[Fedora-electronic-lab-list] Re: Embedded SIG

Ralf Corsepius ralf.corsepius at rtems.org
Tue Feb 17 07:05:02 UTC 2009

Chitlesh GOORAH wrote:
> On Mon, Feb 16, 2009 at 7:22 AM, Ralf Corsepius wrote:
>> The actual problems with embedded packages are elsewhere:
>> - Their target audience is comparatively small
>> => Little "end-user demand", little "developer interest".
> Hello Ralf,
> You are quite negative on this embedded solutions on fedora.

Well, I regret if it sounded this way, however what I wrote is based on 
personal experience, both as RTEMS upstream maintainer and as Fedora 

Let me try to elaborate:

>> The actual problems with embedded packages are elsewhere:
>> - Their target audience is comparatively small
>> => Little "end-user demand", little "developer interest".

Fact is, our user-base is small and doesn't overlap much with Fedora's 

It's just that most of the people who develop RTEMS (me being one of 
these) happen to use Fedora, while the community which is developing 
applications with RTEMS and contributed to RTEMS happens to use many OSes.

----

### Instruction 1
Print the records again without changes, from the line containing "[spot] the patio" through the end of the records.

----

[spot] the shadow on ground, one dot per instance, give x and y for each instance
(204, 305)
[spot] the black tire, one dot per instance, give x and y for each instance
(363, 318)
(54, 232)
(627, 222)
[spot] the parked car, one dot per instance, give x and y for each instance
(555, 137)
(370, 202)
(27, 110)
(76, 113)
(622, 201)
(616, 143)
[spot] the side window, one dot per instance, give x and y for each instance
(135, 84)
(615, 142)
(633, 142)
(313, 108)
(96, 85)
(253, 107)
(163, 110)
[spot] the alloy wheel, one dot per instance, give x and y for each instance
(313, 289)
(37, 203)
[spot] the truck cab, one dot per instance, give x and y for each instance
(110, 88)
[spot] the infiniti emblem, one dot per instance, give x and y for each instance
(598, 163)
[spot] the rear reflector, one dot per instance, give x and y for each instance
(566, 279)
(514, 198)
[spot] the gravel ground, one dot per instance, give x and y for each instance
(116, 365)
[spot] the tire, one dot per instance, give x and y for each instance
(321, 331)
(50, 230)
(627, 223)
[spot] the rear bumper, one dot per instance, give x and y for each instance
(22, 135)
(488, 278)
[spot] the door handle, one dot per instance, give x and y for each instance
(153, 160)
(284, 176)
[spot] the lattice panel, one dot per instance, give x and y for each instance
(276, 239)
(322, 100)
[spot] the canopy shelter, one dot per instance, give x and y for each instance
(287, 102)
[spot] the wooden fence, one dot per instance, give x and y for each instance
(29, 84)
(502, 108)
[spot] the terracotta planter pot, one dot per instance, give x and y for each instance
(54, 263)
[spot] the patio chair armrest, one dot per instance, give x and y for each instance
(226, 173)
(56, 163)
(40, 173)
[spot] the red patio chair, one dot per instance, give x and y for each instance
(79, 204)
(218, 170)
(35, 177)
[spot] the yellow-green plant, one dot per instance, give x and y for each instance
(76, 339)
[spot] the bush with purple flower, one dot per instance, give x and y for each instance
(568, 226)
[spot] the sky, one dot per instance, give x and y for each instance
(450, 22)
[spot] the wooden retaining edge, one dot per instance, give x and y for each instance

----

### Instruction 2
Answer these about the mailing-list post, one per line:
(a) On what date and at what time was the reply sent?
(b) Of which project does the author say he is an upstream maintainer?
(c) Which operating system do most of the people who develop RTEMS happen to use?

### Exercise response 1
[spot] the patio chair armrest, one dot per instance, give x and y for each instance
(226, 173)
(56, 163)
(40, 173)
[spot] the red patio chair, one dot per instance, give x and y for each instance
(79, 204)
(218, 170)
(35, 177)
[spot] the yellow-green plant, one dot per instance, give x and y for each instance
(76, 339)
[spot] the bush with purple flower, one dot per instance, give x and y for each instance
(568, 226)
[spot] the sky, one dot per instance, give x and y for each instance
(450, 22)
[spot] the wooden retaining edge, one dot per instance, give x and y for each instance

### Exercise response 2
(a) Tue Feb 17 07:05:02 UTC 2009
(b) RTEMS
(c) Fedora